**What you should do:** Give back the lines below verbatim, omitting all pictures.
══════════
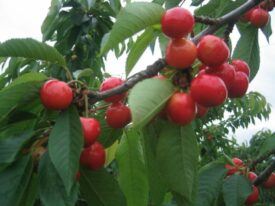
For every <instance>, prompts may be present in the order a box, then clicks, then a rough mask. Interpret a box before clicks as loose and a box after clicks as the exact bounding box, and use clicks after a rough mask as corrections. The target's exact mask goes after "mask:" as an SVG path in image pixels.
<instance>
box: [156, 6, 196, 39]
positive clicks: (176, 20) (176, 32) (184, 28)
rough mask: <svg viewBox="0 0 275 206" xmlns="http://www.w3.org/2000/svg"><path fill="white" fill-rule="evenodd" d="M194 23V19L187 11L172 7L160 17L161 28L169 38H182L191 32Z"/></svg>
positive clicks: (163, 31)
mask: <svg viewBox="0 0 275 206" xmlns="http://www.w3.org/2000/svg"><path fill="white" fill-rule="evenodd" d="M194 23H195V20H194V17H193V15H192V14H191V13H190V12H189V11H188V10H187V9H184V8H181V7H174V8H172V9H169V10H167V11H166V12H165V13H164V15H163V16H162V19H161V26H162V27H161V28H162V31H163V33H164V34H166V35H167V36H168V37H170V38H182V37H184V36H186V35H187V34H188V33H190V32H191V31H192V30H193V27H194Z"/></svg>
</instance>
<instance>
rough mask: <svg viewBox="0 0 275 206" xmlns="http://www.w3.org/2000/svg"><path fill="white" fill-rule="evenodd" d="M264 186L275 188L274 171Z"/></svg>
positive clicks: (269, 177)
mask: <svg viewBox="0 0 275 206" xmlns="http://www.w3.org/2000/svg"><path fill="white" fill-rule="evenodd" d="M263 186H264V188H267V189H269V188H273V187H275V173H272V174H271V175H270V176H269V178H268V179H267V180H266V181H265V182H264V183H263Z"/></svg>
══════════
**Written solution:**
For every <instance>, prompts may be present in the order a box, then clicks, then a rough mask. Interpret a box before clicks as loose and a box after clicks as the exact bounding box, and use clicks after a rough mask as corrections. The target's exact mask goes after "mask:" as an SVG path in image pixels.
<instance>
box: [156, 6, 196, 39]
positive clicks: (176, 20) (176, 32) (184, 28)
rough mask: <svg viewBox="0 0 275 206" xmlns="http://www.w3.org/2000/svg"><path fill="white" fill-rule="evenodd" d="M194 23V19L187 11L172 7L160 17L161 28L169 38H182L191 32Z"/></svg>
positive clicks: (163, 31)
mask: <svg viewBox="0 0 275 206" xmlns="http://www.w3.org/2000/svg"><path fill="white" fill-rule="evenodd" d="M194 23H195V20H194V17H193V15H192V14H191V13H190V12H189V11H188V10H187V9H184V8H181V7H174V8H172V9H169V10H167V11H166V12H165V13H164V15H163V16H162V19H161V26H162V27H161V28H162V31H163V33H164V34H166V35H167V36H168V37H170V38H182V37H184V36H186V35H187V34H188V33H190V32H191V31H192V30H193V27H194Z"/></svg>
</instance>
<instance>
rough mask: <svg viewBox="0 0 275 206" xmlns="http://www.w3.org/2000/svg"><path fill="white" fill-rule="evenodd" d="M264 186L275 188L274 171Z"/></svg>
positive clicks: (269, 177)
mask: <svg viewBox="0 0 275 206" xmlns="http://www.w3.org/2000/svg"><path fill="white" fill-rule="evenodd" d="M263 186H264V188H267V189H269V188H273V187H275V173H272V174H271V175H270V176H269V178H268V179H267V180H266V181H265V182H264V183H263Z"/></svg>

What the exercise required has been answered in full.